___ EXCERPTED PASSAGE ___

+4 votes
in Programming Languages by (73.8k points)
edited by
I have about 100 .npy files that contain CSR matrix data. Data have been saved in multiple files because np.save doesn't allow more than 4gb file. Now to train a classifier, I need to load the data from all .npy files to RAM. I am using vstack to create a combined CSR matrix, but it is slow. Can someone please let me know what is effective way to use vstack or any other method to create a combined CSR matrix using the data from all 100 .npy files?

1 Answer

+1 vote
by (348k points)
selected by
 
Best answer

I think there are two ways to use VSTACK. If you are trying to append one file at a time, vstack will be very slow. The recommended way is first load all npy files and then use vstack. Look at the following implementations. 

import numpy as np
from scipy import sparse
import os

#Approach 1
file_cnt = 0
filelist = next(os.walk(path/to/npy_files))[2]
for filename in filelist:
 filename = path/to/npy_files + '/' + filename
 if (file_cnt == 0):
  data1 = np.load(filename).tolist()

___

> **JOB 1**:
For each statement about the CSR matrix thread, answer yes or no and quote the words from it that decide the answer.
(a) The asker has about 1,000 .npy files.
(b) The asker says np.save cannot write a file larger than 4gb.
(c) The answer recommends loading all the files first and then calling vstack.
> **JOB 2**:
Answer these questions from the CSR matrix thread.
(a) Why does the asker need to load the data into RAM?
(b) According to the answer, when will vstack be very slow?
(c) Which package is sparse imported from in the code?
> **JOB 3**: Continue the code in the CSR matrix thread, starting right after its final line.
The records that come after this point are from an unrelated source.

___ RECORD SET ___

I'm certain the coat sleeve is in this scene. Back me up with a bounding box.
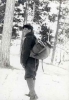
[23,37,33,66]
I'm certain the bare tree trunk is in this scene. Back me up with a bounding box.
[33,2,35,19]
[1,0,15,67]
[51,0,62,63]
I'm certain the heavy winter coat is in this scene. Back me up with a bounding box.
[21,32,38,67]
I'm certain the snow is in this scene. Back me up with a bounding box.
[0,39,69,100]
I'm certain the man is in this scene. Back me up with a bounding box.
[21,24,39,100]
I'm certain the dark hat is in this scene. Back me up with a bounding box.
[23,24,33,31]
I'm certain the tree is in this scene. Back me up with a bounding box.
[51,0,62,63]
[1,0,15,67]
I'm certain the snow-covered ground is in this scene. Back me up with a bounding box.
[0,40,69,100]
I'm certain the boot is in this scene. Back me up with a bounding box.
[27,78,37,100]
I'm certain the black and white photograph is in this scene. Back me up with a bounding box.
[0,0,69,100]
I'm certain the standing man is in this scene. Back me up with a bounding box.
[20,24,39,100]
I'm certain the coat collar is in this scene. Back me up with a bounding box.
[25,32,34,36]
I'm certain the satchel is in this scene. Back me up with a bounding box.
[30,39,50,59]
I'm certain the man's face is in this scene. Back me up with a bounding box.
[23,28,31,35]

___

> **TASK RESULT 1**:
(a) No: "I have about 100 .npy files"
(b) Yes: "np.save doesn't allow more than 4gb file"
(c) Yes: "The recommended way is first load all npy files and then use vstack."

> **TASK RESULT 2**:
(a) To train a classifier.
(b) When you append one file at a time.
(c) scipy.

> **TASK RESULT 3**:
  print ('Number of records in file {0} is {1}'.format(filename, data1.shape[0]))
 else:
  data2 = np.load(filename).tolist()
  print ('Number of records in file {0} is {1}'.format(filename, data2.shape[0]))
  data1 = sparse.vstack((data1, data2), format='csr')  #merge the data
  print ('Total number of records in the merged file is {0}'.format(data1.shape[0]))
 file_cnt+=1


#Approach 2
filelist = next(os.walk(path/to/npy_files))[2]
print ('Loading all .npy files into RAM....')
npylist = [np.load(path/to/npy_files + '/' + e).tolist() for e in filelist]
print ('Merging npy files....')
data1=sparse.vstack(npylist)

Approach 2 is faster than approach 1. If you have used approach 1, try to use approach 2. It should help you.


...